Source excerpt »

Transporting vehicles with low ground clearance

Sports cars and specialty vehicles with unusually low ground clearance cannot be loaded and unloaded onto the Auto Transport in the conventional manner. However, customers willing to direct extra effort to special loading and unloading techniques, may overcome problems that would otherwise make hauling impossible.

Loading ramp angle

You can raise the vehicle clearance by laying a 2×8 board on the ground against each ramp end. If the front of your vehicle is longer, you will need a longer board.

Clearance can be increased further by using 2 boards. If 2 boards are used, the end of the ramp is placed on top of the lower board (as shown). 3 boards can be used, with the ramp end placed on top of the second board.

A shallower ramp angle can also be achieved by pulling the truck (not the trailer) onto elevated ground to raise the hitchball.

(Point annotation records)
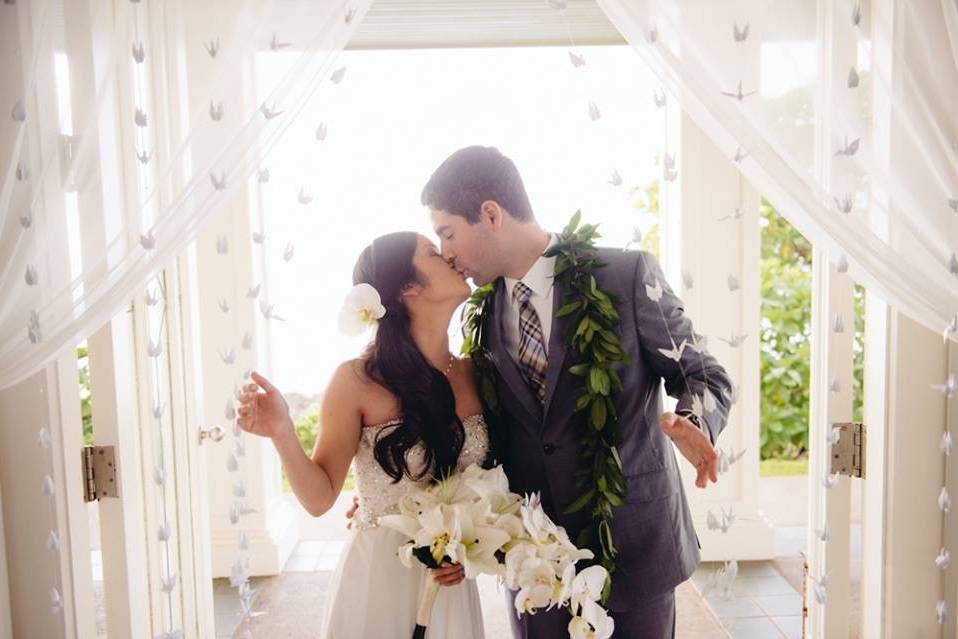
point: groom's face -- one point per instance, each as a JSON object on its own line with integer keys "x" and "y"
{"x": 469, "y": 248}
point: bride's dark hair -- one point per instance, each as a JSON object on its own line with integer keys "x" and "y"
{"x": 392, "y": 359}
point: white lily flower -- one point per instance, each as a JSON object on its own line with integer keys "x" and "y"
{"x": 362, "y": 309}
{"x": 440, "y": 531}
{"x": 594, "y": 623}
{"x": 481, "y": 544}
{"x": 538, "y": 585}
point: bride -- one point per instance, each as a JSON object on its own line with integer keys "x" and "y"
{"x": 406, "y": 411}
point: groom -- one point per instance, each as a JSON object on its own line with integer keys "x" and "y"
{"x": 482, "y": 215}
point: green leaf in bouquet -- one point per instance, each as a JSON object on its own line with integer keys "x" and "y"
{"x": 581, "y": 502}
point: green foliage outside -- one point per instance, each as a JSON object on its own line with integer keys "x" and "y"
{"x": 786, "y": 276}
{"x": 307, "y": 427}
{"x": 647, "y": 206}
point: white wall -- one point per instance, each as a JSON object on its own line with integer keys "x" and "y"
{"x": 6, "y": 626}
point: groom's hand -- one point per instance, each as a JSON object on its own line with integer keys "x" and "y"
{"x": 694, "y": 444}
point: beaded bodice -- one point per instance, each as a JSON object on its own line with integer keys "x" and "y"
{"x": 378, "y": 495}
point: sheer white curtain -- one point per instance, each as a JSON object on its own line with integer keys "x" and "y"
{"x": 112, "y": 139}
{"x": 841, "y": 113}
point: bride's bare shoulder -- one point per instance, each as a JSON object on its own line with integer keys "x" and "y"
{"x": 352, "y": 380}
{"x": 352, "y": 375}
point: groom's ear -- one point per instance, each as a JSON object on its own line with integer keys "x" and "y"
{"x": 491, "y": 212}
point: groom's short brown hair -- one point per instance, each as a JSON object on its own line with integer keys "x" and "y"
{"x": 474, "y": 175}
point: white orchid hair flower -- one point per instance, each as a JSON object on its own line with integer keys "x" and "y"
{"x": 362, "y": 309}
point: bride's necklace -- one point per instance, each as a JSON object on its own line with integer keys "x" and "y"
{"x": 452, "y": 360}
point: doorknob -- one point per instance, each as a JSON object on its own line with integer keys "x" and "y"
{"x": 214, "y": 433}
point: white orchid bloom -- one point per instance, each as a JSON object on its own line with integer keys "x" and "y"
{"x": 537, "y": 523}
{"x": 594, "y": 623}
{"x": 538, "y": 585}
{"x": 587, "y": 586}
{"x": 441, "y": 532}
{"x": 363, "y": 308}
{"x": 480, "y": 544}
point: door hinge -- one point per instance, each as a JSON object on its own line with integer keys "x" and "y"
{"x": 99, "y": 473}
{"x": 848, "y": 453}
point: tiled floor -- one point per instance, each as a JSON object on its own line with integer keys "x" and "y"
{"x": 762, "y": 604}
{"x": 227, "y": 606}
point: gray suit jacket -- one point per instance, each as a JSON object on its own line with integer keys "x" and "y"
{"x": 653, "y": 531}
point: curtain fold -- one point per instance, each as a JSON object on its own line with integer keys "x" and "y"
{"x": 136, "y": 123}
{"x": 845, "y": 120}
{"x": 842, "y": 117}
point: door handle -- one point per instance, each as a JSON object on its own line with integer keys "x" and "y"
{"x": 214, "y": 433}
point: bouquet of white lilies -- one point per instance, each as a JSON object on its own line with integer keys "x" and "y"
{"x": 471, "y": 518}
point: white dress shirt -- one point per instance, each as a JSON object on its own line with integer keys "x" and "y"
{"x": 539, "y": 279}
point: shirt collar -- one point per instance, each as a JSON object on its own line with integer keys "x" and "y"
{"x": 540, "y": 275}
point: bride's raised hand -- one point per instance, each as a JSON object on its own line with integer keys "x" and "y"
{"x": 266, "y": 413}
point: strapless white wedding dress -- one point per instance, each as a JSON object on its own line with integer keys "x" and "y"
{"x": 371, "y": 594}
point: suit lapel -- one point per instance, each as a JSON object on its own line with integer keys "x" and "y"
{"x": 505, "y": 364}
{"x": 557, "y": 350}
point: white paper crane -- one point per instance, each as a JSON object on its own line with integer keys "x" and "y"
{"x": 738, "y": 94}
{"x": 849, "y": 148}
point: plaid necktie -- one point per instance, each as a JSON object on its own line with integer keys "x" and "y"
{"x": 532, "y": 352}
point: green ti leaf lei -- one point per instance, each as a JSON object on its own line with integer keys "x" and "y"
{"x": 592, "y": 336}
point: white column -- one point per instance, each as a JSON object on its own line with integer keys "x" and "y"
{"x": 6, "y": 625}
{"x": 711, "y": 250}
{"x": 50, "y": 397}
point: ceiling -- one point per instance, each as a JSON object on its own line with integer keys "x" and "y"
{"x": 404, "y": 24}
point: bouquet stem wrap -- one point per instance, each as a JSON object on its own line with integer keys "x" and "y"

Exercise tasks »
1/ Answer these questions using the passage on transporting low-clearance vehicles:
(a) What size of board is laid on the ground against each ramp end?
(b) When three boards are used, where is the ramp end placed?
(c) What is pulled onto elevated ground to raise the hitchball?
2/ List every technique that the passage on transporting low-clearance vehicles gives for raising clearance or getting a shallower ramp angle.
3/ Say whether each statement agrees with the passage on transporting low-clearance vehicles:
(a) Vehicles with unusually low ground clearance can be loaded onto the Auto Transport in the conventional manner.
(b) A vehicle with a longer front needs a longer board.
(c) The trailer should be pulled onto elevated ground to raise the hitchball.

Outputs by task »
1/
(a) A 2×8 board.
(b) On top of the second board.
(c) The truck, not the trailer.

2/
- Laying a 2×8 board on the ground against each ramp end
- Using 2 boards, with the ramp end placed on top of the lower board
- Using 3 boards, with the ramp end placed on top of the second board
- Pulling the truck (not the trailer) onto elevated ground to raise the hitchball

3/
(a) No: "cannot be loaded and unloaded onto the Auto Transport in the conventional manner"
(b) Yes: "If the front of your vehicle is longer, you will need a longer board."
(c) No: "pulling the truck (not the trailer) onto elevated ground to raise the hitchball"